TASK ITEM: Please copy out the passage below on the decline of the radical Left, word for word.

QUOTED PASSAGE:
WHETHER OR NOT the current economic crisis and a historic 
presidential election open up hidden potentials for renewed 
popular protest and collective action, it is obvious that the 
radical Left has lost a great deal of its size, visibility, élan 
and influence since the 1970s.

When French sociologists Luc Boltanski and Eve Chiapello commenced 
their work together in the mid-1990s, resulting in this monumental 
and inventive book, they saw not only that the Right had surged 
and the Left declined since heady days of revolt in the late 1960s.

They also believed that “social critique has not seemed so 
helpless for a century.” That is, the practical and theoretical 
opposition to the status quo was weaker than at any time since the 
beginnings of the modern mass labor and socialist movement.(1)

Why was the opposition so deep in the hole? After all, the signs 
of growing inequality were evident, and activism persisted through 
the 1980s and '90s in addressing acute problems and grievances, 
concerning AIDS, homelessness, the plight of the undocumented, or 
the lack of modern medical care in the poor world at large. But 
almost no one talked much any longer of the systemic framework — 
of capitalism — that demanded a correspondingly systemic 
challenge, thought Boltanski and Chiapello (hereafter B&C).

In this respect, things may have been different in the United 
States than in France. Here, plenty of people were talking about 
capitalism — in an overwhelming din of celebration.

While the remarkable energy signaled by the burst of the 
“anti-globalization,” or global justice movement, promised to 
“revive critique,” as B&C put it, those campaigns suffered a sharp 
setback in the wake of a renewed Right turn following 9-11. Even 
the momentous antiwar protests of 2003 lost energy steadily as the 
Iraq war continued.

PROVIDED RECORDS:

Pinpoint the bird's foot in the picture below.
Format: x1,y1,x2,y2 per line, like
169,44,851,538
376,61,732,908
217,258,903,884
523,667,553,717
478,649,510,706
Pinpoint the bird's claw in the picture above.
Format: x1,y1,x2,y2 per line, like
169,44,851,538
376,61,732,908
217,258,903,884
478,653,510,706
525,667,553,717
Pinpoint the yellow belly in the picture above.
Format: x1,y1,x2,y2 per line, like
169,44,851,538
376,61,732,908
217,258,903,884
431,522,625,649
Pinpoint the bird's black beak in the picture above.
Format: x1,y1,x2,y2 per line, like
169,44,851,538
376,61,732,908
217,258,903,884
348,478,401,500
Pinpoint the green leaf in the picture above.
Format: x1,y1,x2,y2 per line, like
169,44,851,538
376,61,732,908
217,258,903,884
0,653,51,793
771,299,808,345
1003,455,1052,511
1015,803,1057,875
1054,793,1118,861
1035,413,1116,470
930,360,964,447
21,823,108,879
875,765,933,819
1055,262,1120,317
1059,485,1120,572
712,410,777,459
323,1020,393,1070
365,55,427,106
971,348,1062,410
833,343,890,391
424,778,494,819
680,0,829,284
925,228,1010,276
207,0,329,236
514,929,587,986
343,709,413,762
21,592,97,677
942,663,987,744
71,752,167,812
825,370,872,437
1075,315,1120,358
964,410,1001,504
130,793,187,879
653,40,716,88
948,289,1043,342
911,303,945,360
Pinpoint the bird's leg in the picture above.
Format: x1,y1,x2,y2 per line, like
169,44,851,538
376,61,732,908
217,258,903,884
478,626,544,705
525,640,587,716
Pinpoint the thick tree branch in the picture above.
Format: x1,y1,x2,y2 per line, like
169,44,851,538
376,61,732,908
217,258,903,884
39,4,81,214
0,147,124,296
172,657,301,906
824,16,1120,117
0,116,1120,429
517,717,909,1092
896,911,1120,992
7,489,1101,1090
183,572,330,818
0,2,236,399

THE COMPLETED TASK:
WHETHER OR NOT the current economic crisis and a historic 
presidential election open up hidden potentials for renewed 
popular protest and collective action, it is obvious that the 
radical Left has lost a great deal of its size, visibility, élan 
and influence since the 1970s.

When French sociologists Luc Boltanski and Eve Chiapello commenced 
their work together in the mid-1990s, resulting in this monumental 
and inventive book, they saw not only that the Right had surged 
and the Left declined since heady days of revolt in the late 1960s.

They also believed that “social critique has not seemed so 
helpless for a century.” That is, the practical and theoretical 
opposition to the status quo was weaker than at any time since the 
beginnings of the modern mass labor and socialist movement.(1)

Why was the opposition so deep in the hole? After all, the signs 
of growing inequality were evident, and activism persisted through 
the 1980s and '90s in addressing acute problems and grievances, 
concerning AIDS, homelessness, the plight of the undocumented, or 
the lack of modern medical care in the poor world at large. But 
almost no one talked much any longer of the systemic framework — 
of capitalism — that demanded a correspondingly systemic 
challenge, thought Boltanski and Chiapello (hereafter B&C).

In this respect, things may have been different in the United 
States than in France. Here, plenty of people were talking about 
capitalism — in an overwhelming din of celebration.

While the remarkable energy signaled by the burst of the 
“anti-globalization,” or global justice movement, promised to 
“revive critique,” as B&C put it, those campaigns suffered a sharp 
setback in the wake of a renewed Right turn following 9-11. Even 
the momentous antiwar protests of 2003 lost energy steadily as the 
Iraq war continued.